Exercise requirements:
With the pictures omitted, output word for word the lines from the one containing "the snow-covered field" through the end of the records.

Dataset content:

- - - -

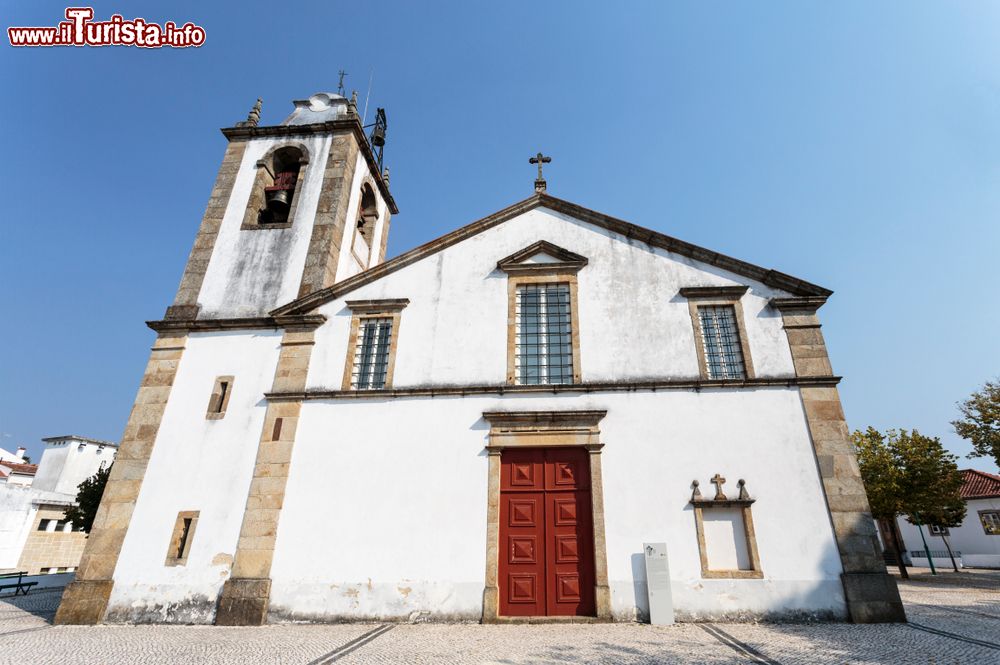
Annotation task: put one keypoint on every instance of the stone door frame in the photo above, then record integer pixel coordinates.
(540, 429)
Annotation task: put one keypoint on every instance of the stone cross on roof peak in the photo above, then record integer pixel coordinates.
(718, 480)
(539, 159)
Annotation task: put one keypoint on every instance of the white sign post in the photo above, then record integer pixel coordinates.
(661, 603)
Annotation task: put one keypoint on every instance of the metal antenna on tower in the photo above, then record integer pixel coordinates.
(364, 116)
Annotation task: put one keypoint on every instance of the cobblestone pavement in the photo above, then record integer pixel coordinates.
(954, 619)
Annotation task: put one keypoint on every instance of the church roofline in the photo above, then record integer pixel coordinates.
(772, 278)
(74, 437)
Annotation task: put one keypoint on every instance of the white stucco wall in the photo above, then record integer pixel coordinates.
(17, 513)
(979, 549)
(391, 499)
(385, 509)
(66, 464)
(197, 464)
(252, 272)
(633, 323)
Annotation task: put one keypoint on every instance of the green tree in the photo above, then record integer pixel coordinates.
(882, 477)
(980, 422)
(907, 473)
(88, 498)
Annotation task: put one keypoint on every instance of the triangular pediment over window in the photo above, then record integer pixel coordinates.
(541, 256)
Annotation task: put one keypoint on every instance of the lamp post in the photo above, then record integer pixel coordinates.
(926, 549)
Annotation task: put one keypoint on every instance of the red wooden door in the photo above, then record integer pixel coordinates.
(546, 567)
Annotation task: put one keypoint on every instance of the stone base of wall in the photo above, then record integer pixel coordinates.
(243, 602)
(873, 598)
(84, 602)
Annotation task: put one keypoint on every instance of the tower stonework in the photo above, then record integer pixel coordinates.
(246, 259)
(295, 207)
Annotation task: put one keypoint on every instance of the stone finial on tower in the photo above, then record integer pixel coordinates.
(253, 117)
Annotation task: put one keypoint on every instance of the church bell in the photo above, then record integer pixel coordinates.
(278, 197)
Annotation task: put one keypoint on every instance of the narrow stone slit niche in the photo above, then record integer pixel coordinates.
(181, 538)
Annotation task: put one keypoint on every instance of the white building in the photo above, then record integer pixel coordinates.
(15, 457)
(34, 535)
(976, 543)
(486, 427)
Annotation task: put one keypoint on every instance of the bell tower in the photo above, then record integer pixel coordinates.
(296, 207)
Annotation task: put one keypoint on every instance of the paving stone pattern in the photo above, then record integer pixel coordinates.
(955, 620)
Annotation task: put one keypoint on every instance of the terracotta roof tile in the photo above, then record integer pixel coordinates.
(979, 484)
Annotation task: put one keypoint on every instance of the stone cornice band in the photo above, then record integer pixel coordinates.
(625, 386)
(302, 322)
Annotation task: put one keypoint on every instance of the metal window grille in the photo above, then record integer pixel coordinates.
(991, 523)
(543, 342)
(371, 355)
(721, 339)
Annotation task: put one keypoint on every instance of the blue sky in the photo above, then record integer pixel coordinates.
(851, 144)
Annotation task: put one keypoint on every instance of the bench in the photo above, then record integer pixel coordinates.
(19, 586)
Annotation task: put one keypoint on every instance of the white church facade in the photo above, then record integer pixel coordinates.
(487, 427)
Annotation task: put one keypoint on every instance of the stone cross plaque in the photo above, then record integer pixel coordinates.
(661, 602)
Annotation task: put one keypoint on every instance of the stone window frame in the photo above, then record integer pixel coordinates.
(562, 271)
(716, 296)
(543, 429)
(368, 182)
(982, 522)
(373, 309)
(252, 212)
(217, 411)
(175, 558)
(700, 505)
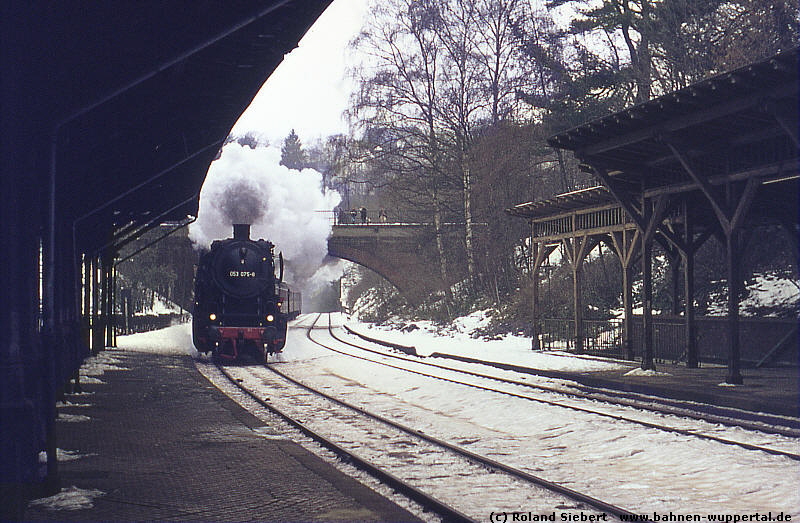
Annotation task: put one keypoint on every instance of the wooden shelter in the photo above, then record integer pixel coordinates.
(719, 157)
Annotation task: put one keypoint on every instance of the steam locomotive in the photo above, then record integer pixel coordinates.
(241, 307)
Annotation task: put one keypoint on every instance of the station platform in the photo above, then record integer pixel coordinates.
(157, 442)
(772, 390)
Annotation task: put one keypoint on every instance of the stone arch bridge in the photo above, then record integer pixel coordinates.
(404, 254)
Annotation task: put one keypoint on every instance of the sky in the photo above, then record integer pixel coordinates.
(309, 91)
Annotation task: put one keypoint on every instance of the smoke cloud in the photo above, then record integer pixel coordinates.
(247, 185)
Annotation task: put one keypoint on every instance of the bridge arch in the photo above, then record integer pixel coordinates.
(404, 254)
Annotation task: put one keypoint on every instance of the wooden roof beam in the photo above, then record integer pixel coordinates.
(686, 120)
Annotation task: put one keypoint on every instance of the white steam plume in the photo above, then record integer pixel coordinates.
(247, 185)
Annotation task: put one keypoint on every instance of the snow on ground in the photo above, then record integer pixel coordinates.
(640, 468)
(72, 498)
(428, 338)
(172, 340)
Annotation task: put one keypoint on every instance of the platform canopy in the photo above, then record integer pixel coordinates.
(729, 128)
(716, 158)
(135, 98)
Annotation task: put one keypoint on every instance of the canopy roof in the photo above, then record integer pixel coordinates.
(134, 99)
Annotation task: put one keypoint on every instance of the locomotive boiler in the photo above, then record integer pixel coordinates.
(241, 306)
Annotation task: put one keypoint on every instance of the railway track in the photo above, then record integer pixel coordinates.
(432, 472)
(624, 402)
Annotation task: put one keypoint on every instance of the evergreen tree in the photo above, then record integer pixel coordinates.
(292, 154)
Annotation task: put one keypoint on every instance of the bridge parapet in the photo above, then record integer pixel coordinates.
(403, 253)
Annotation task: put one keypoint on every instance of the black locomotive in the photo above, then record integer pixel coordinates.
(240, 305)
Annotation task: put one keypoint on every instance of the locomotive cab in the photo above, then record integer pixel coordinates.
(240, 305)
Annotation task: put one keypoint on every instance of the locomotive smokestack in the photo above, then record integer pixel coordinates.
(241, 231)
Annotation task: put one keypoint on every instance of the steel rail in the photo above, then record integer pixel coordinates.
(428, 502)
(476, 458)
(631, 399)
(684, 432)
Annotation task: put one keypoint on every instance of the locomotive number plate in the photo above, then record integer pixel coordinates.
(242, 274)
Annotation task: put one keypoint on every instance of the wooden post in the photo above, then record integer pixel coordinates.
(625, 245)
(539, 254)
(577, 297)
(627, 307)
(675, 268)
(647, 304)
(97, 332)
(647, 287)
(535, 297)
(734, 284)
(692, 359)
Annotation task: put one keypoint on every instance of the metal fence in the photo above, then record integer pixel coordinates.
(760, 338)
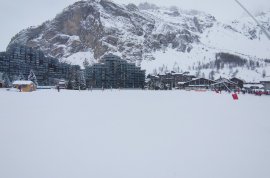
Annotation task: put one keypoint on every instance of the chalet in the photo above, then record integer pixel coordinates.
(266, 84)
(62, 84)
(166, 81)
(179, 78)
(252, 87)
(238, 81)
(197, 83)
(153, 82)
(224, 84)
(24, 86)
(1, 80)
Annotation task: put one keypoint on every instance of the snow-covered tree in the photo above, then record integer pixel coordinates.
(21, 77)
(7, 82)
(82, 81)
(86, 63)
(155, 72)
(32, 77)
(79, 82)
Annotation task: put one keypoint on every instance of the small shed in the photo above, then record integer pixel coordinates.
(62, 84)
(266, 84)
(24, 86)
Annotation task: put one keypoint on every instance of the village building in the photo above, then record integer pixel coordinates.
(62, 84)
(253, 87)
(197, 83)
(18, 60)
(24, 86)
(266, 84)
(114, 72)
(1, 80)
(224, 84)
(239, 82)
(181, 78)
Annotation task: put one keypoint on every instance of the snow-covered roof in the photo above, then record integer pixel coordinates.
(181, 83)
(253, 85)
(22, 82)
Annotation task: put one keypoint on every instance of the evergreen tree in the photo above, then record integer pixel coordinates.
(32, 77)
(7, 82)
(70, 85)
(211, 75)
(264, 73)
(21, 77)
(82, 81)
(86, 63)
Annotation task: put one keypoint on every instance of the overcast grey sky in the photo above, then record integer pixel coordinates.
(16, 15)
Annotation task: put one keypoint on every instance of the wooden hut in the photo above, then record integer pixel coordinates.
(24, 86)
(239, 82)
(1, 81)
(198, 83)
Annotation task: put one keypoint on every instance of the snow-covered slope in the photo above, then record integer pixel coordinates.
(133, 134)
(152, 36)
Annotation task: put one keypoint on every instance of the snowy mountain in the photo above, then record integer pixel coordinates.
(157, 38)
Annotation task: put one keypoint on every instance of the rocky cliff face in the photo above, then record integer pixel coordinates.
(90, 29)
(102, 26)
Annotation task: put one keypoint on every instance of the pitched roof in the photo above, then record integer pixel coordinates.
(22, 82)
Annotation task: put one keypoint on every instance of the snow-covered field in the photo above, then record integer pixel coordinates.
(133, 134)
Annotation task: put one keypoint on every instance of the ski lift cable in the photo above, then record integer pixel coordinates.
(258, 23)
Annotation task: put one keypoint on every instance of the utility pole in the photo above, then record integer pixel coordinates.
(258, 23)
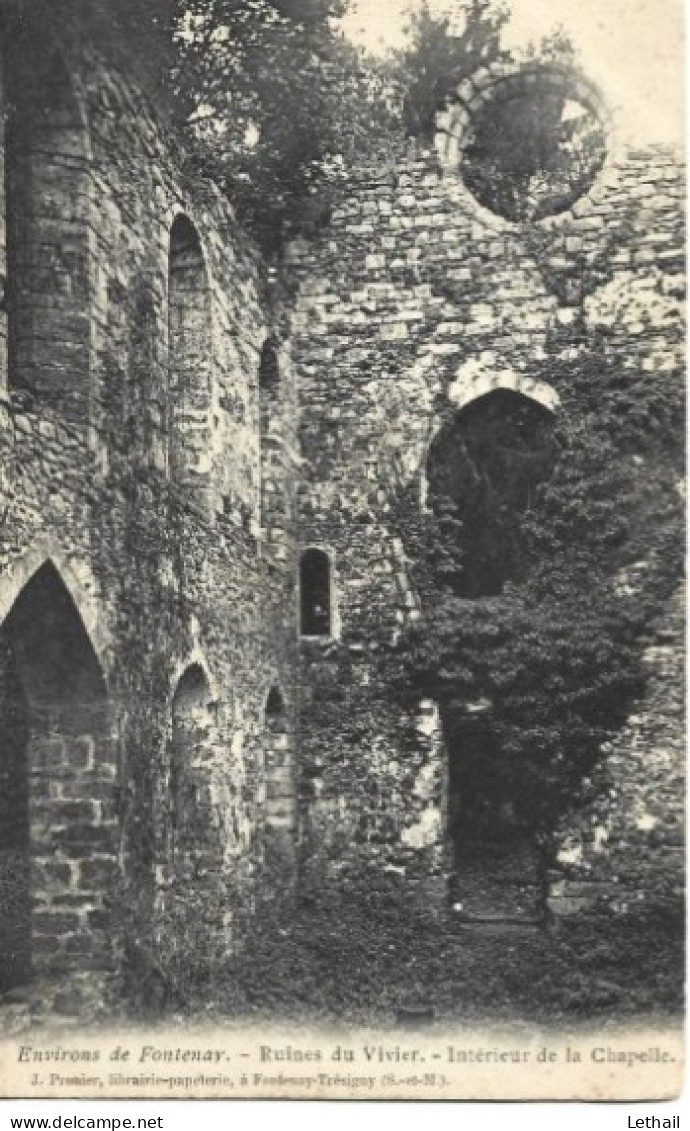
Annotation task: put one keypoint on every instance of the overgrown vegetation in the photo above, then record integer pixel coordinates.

- - - -

Completed task:
Annotation task: put one keypoint on every instance of the snow-covered field in the photo above, then record integer pixel coordinates.
(133, 134)
Annotation task: put one keypoint on every instance of the ski lift cable in the photo above, then record integer pixel coordinates.
(258, 23)
Annotation task: put one keypoint on every instance of the utility pole in the photo above, then record integer pixel coordinates.
(258, 23)
Annotation task: put one keypoint on every instance of the overgrown vegetation in the photo above, then record integer pixel coordinates.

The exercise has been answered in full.